*Data for the task*:
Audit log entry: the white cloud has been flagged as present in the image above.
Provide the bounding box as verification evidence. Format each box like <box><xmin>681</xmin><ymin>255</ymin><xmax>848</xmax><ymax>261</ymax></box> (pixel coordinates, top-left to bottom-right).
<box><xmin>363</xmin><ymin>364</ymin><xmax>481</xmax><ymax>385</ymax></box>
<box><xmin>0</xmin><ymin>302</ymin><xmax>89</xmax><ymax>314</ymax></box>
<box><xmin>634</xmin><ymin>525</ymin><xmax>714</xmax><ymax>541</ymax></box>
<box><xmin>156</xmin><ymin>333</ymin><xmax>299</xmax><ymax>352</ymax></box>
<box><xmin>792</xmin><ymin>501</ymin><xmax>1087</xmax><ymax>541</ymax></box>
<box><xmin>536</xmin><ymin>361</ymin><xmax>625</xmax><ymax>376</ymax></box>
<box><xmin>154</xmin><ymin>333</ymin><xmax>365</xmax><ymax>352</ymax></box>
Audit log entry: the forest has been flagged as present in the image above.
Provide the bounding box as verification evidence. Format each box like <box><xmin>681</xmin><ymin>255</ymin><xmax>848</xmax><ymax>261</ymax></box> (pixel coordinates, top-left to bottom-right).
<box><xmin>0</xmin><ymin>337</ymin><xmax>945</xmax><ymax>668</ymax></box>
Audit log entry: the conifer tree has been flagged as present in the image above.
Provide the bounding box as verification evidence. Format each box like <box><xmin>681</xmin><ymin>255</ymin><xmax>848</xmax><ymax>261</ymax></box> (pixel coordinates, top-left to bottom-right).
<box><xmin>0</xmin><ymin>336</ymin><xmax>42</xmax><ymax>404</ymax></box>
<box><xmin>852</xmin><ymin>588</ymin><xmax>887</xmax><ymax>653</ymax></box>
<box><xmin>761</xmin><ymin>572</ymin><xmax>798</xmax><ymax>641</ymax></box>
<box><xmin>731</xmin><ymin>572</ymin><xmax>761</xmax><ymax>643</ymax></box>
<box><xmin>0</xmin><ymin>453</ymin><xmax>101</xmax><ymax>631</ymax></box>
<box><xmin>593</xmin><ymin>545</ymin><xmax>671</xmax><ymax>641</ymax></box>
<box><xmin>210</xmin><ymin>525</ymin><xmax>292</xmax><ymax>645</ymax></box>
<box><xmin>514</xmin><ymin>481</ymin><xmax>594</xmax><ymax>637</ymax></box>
* * *
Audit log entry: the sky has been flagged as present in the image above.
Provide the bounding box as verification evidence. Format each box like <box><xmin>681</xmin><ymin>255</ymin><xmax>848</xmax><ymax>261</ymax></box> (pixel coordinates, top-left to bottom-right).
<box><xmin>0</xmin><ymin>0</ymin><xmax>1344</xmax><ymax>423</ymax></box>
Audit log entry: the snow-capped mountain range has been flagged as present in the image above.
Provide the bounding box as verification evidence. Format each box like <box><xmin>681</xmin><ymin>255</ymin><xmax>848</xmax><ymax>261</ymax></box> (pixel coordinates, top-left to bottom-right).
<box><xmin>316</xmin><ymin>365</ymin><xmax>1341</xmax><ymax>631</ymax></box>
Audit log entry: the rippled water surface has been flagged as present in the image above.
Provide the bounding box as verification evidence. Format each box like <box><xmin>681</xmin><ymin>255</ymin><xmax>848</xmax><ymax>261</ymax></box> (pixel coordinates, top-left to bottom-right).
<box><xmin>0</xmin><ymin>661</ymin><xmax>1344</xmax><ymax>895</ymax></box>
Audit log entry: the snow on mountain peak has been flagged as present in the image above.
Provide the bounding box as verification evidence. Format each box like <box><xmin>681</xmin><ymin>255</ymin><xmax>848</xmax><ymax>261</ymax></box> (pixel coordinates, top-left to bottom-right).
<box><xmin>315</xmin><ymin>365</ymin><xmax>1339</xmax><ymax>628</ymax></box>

*Your task*:
Gather every line in the rows above that contains the word "image".

*Result of this exercise*:
Audit log entry: the white cloud has been flagged as present in the image above.
Audit log entry: the forest has been flagged as present in the image above.
Audit log entry: the conifer tree has been flagged as present in the image above.
Audit log entry: the sky has been flagged as present in the image above.
Audit log entry: the snow-capped mountain range has been flagged as present in the image above.
Audit log entry: the rippled water surface has been flagged as present in the image above.
Audit log entry: the snow on mountain peak has been flagged as present in the image above.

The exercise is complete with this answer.